A organização da cidade, com uma liderança forte na figura da senhora Lydia, mas com várias outras figuras proeminentes, mostra ainda que é preciso abandonar vícios hierárquicos ligados à opressão e ao silenciamento para que todas participem como cidadãs. Notavelmente, é na representação dessa cidade que é possível observar a maior gama de corpos, idades e etnias distintas durante toda a série, sugerindo que é na diversidade e no exercício da sororidade que residem à força para enfrentar os desafios do futuro.

———

Tarefas –
a. Reproduza o trecho do texto selecionado que vai de "A organização da" até "desafios do futuro.".
b. Diga se cada afirmação concorda com o texto selecionado, respondendo sim ou não e citando literalmente as palavras decisivas: (i) Na cidade, a liderança forte está na figura da senhora Lydia. (ii) A cidade é representada com pouca variedade de corpos, idades e etnias. (iii) O texto defende manter as hierarquias para que todas participem como cidadãs.
Os itens que vêm depois constituem material independente do texto.

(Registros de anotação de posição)
———

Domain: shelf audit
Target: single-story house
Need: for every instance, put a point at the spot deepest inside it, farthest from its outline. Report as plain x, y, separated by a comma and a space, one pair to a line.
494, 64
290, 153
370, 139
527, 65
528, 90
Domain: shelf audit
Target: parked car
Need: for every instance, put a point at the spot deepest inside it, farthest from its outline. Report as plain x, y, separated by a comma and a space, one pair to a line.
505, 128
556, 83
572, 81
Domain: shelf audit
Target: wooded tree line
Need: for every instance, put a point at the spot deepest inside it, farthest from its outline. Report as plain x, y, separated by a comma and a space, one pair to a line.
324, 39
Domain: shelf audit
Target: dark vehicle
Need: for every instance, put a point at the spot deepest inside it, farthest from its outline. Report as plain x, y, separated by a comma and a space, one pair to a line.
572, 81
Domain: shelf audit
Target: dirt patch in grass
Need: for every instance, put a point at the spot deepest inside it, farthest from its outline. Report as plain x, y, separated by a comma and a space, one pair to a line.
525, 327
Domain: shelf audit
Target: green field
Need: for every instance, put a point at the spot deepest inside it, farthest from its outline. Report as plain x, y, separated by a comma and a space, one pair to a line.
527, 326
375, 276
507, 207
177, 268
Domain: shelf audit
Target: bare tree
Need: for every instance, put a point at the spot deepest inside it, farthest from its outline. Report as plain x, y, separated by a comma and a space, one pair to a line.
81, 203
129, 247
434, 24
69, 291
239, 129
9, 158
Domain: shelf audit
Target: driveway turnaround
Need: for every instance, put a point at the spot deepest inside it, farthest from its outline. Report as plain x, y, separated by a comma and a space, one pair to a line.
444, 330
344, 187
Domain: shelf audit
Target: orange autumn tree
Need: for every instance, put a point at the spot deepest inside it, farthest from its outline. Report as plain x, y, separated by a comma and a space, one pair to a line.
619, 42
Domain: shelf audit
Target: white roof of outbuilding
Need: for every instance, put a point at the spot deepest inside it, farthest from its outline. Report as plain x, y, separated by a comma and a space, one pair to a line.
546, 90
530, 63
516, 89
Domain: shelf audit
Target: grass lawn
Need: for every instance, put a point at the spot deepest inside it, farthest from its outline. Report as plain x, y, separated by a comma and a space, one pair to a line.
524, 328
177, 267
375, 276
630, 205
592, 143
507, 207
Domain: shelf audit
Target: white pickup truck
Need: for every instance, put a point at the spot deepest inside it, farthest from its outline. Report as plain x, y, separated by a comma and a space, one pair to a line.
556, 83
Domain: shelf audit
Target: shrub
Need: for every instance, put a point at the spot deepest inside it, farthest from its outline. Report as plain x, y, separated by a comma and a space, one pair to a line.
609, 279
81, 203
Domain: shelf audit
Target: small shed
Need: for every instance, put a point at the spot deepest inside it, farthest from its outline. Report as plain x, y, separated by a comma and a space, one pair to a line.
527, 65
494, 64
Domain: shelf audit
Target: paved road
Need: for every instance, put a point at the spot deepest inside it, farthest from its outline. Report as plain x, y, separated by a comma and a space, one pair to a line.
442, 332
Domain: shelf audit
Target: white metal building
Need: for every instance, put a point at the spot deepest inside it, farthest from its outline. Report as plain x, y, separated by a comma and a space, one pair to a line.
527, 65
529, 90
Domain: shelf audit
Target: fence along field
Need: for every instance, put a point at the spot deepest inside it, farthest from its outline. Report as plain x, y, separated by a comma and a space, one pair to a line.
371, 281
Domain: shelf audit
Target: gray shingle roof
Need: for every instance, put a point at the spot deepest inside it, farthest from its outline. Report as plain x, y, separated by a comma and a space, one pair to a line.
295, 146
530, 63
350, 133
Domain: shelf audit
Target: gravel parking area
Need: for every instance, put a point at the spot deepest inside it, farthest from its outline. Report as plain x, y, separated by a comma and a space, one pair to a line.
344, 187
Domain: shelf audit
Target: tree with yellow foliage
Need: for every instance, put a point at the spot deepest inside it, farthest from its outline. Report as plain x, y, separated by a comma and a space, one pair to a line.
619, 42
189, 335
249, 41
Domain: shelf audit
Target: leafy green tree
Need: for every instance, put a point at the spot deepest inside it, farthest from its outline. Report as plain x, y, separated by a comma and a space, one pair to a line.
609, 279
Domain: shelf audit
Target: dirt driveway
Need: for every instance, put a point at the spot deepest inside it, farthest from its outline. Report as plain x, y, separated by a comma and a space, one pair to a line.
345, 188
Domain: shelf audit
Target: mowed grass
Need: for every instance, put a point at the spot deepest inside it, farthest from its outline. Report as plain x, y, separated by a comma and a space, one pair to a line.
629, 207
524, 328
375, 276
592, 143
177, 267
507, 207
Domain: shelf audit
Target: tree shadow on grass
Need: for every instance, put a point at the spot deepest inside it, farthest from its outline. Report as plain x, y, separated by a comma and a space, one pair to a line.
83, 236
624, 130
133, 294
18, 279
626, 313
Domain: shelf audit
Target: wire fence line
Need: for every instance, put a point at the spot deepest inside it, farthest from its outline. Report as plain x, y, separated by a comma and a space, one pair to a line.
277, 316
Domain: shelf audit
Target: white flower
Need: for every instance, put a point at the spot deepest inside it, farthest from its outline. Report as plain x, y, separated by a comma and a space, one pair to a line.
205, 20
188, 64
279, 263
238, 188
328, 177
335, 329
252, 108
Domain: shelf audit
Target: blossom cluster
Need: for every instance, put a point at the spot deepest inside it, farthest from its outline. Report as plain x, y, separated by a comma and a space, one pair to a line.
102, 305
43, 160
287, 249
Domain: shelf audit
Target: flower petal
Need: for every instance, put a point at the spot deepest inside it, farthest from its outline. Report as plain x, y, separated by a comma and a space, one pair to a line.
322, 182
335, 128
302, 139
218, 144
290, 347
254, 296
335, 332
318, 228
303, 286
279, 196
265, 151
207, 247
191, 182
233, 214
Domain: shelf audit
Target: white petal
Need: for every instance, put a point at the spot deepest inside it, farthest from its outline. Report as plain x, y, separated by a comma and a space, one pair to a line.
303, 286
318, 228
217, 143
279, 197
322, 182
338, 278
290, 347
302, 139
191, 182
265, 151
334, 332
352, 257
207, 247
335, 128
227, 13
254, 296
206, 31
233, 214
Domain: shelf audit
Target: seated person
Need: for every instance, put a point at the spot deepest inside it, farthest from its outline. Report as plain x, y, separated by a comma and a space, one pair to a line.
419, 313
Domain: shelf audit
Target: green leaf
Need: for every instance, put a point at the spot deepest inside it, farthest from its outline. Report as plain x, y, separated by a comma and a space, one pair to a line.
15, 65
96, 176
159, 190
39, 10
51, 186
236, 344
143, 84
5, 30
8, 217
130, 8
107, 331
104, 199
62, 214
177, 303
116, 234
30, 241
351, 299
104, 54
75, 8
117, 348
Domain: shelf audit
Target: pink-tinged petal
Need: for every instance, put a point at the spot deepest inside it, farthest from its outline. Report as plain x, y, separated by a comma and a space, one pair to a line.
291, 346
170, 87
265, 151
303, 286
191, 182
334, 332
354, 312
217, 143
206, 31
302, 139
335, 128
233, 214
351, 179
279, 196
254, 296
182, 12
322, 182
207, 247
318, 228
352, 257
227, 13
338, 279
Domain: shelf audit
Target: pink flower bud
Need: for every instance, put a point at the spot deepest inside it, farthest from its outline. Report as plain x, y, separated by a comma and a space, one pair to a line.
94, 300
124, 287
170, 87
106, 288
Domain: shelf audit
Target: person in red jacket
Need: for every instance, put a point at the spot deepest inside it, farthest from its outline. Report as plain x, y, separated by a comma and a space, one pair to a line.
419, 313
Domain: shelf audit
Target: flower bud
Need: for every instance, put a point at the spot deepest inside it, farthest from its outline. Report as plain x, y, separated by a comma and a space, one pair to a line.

———

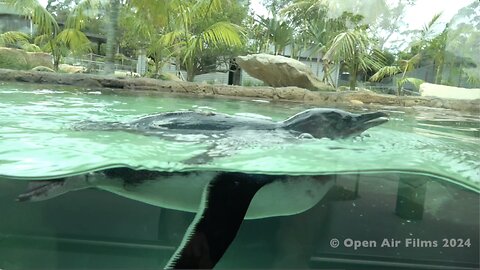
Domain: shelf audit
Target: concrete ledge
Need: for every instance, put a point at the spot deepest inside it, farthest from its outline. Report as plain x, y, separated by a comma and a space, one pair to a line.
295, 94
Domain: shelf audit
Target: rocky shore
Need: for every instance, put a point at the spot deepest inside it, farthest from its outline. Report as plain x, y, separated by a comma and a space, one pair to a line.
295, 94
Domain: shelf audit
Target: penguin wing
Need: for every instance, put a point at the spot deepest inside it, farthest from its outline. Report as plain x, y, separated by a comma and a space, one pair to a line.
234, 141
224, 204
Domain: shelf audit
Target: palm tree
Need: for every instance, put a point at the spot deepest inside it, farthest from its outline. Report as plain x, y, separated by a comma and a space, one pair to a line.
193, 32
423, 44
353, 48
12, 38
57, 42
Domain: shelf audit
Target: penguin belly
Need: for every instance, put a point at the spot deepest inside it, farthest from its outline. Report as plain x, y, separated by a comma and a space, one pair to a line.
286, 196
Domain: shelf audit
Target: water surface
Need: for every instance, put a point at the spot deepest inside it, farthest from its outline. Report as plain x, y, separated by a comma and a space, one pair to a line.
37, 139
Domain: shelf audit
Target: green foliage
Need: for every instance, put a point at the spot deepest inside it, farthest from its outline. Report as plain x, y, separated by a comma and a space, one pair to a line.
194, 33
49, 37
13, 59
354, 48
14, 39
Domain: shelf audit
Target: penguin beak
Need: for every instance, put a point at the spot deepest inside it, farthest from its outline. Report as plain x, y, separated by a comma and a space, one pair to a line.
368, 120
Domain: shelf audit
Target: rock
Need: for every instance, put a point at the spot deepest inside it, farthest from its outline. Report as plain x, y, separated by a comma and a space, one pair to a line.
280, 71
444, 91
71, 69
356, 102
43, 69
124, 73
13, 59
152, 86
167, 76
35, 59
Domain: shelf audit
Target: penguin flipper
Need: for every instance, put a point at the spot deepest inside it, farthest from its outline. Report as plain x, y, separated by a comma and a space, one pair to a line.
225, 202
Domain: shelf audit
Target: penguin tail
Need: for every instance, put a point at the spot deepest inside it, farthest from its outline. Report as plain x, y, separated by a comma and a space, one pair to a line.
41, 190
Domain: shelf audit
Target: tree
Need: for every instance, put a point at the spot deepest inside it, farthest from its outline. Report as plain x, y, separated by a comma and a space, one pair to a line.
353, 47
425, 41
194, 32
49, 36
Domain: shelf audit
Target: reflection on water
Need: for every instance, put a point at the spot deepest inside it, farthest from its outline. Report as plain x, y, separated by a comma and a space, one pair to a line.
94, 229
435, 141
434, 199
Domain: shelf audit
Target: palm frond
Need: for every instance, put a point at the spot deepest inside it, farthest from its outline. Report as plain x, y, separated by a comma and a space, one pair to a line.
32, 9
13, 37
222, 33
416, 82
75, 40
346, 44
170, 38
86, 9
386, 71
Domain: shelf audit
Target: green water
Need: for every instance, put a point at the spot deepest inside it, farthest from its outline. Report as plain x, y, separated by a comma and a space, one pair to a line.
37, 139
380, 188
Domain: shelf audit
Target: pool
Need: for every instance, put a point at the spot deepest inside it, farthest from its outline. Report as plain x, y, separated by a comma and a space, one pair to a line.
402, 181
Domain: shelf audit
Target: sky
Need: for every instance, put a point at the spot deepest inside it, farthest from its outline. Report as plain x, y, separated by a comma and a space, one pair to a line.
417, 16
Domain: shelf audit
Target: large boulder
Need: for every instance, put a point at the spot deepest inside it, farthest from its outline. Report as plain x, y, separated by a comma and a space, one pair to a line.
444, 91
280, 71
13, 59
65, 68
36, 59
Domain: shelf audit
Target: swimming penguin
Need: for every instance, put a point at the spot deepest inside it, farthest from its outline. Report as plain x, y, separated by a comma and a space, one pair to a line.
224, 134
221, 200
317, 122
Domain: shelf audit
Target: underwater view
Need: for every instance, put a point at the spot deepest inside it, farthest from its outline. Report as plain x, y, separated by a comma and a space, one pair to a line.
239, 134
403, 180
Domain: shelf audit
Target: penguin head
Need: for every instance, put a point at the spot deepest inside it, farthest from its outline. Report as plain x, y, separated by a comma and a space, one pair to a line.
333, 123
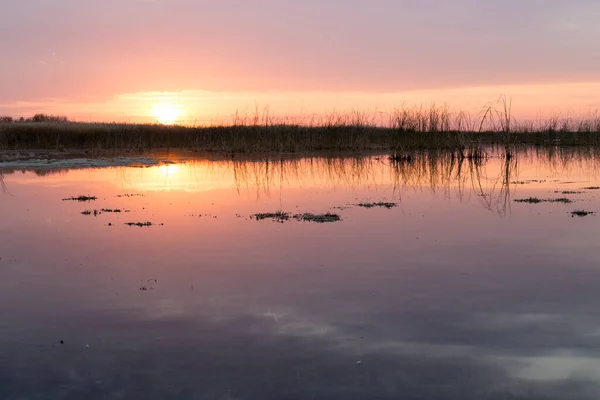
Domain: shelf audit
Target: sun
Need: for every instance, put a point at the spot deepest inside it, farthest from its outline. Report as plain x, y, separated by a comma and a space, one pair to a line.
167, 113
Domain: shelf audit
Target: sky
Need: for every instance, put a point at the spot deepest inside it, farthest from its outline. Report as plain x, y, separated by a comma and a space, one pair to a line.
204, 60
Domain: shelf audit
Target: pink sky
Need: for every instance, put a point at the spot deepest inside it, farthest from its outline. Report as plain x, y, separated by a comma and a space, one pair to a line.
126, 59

———

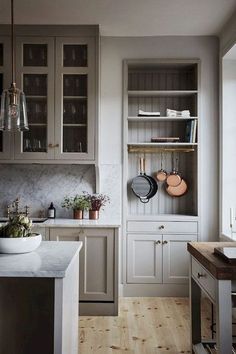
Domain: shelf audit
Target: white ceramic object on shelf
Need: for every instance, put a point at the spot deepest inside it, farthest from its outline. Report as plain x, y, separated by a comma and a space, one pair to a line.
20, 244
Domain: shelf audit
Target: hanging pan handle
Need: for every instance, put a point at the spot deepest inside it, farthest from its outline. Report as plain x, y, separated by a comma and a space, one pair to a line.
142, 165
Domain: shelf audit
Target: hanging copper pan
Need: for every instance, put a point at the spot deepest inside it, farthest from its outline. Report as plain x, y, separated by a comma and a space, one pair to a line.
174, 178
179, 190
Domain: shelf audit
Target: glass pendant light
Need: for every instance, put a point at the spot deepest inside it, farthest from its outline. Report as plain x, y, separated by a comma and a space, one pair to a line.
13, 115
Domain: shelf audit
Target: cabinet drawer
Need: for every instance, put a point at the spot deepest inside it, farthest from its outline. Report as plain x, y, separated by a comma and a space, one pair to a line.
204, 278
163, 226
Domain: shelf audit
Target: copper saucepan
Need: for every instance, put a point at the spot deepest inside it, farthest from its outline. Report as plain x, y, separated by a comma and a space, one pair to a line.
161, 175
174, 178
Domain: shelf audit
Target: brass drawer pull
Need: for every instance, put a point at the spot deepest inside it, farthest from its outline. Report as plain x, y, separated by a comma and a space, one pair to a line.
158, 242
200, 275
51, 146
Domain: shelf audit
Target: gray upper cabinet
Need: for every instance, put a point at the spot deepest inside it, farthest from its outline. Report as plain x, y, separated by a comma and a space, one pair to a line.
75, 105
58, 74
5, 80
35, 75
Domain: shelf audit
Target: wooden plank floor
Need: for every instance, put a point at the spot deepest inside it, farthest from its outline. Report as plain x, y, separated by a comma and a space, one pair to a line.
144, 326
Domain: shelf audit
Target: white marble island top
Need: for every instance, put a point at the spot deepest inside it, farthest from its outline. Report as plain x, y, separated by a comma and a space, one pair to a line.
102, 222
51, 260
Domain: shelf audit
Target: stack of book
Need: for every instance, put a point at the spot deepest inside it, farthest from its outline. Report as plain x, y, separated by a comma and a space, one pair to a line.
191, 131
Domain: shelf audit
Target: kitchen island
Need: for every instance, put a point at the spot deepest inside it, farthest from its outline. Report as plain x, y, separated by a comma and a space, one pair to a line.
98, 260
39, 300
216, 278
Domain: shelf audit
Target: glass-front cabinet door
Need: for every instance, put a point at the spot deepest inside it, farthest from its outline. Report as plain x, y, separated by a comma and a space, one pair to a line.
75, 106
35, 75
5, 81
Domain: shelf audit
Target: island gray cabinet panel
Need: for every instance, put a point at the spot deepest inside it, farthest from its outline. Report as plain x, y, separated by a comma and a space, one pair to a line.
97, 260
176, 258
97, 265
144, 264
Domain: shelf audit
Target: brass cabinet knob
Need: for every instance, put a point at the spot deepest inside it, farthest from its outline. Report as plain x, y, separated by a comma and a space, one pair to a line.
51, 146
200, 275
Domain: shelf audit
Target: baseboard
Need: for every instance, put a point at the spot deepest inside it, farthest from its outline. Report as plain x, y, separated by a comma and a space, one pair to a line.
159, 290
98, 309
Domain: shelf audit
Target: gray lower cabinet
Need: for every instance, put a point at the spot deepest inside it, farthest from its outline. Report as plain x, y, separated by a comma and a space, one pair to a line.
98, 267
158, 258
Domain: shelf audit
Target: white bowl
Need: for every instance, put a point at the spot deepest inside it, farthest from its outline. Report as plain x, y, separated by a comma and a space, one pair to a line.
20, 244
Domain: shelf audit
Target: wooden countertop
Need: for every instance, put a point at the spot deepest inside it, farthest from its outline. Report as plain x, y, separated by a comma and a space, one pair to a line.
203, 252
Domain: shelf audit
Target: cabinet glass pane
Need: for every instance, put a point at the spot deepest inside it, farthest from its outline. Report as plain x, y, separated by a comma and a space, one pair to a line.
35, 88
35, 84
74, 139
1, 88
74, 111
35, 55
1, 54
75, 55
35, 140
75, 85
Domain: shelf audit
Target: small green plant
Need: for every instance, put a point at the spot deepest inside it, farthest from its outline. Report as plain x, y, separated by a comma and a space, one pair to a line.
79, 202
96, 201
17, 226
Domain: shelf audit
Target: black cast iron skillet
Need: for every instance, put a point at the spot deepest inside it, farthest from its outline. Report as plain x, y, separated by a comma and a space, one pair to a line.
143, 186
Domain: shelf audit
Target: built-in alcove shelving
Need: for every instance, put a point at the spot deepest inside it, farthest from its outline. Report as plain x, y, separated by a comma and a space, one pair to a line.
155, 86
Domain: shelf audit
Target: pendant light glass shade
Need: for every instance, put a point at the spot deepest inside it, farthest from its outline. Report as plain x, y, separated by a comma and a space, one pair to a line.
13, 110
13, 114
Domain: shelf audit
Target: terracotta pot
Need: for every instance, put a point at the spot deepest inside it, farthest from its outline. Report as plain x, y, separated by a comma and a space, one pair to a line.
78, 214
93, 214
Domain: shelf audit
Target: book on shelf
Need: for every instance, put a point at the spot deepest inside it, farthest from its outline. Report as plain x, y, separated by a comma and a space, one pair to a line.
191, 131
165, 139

———

Respostas –
a.
A organização da cidade, com uma liderança forte na figura da senhora Lydia, mas com várias outras figuras proeminentes, mostra ainda que é preciso abandonar vícios hierárquicos ligados à opressão e ao silenciamento para que todas participem como cidadãs. Notavelmente, é na representação dessa cidade que é possível observar a maior gama de corpos, idades e etnias distintas durante toda a série, sugerindo que é na diversidade e no exercício da sororidade que residem à força para enfrentar os desafios do futuro.

b.
(i) Sim: "com uma liderança forte na figura da senhora Lydia".
(ii) Não: "é possível observar a maior gama de corpos, idades e etnias distintas durante toda a série".
(iii) Não: "é preciso abandonar vícios hierárquicos ligados à opressão e ao silenciamento para que todas participem como cidadãs".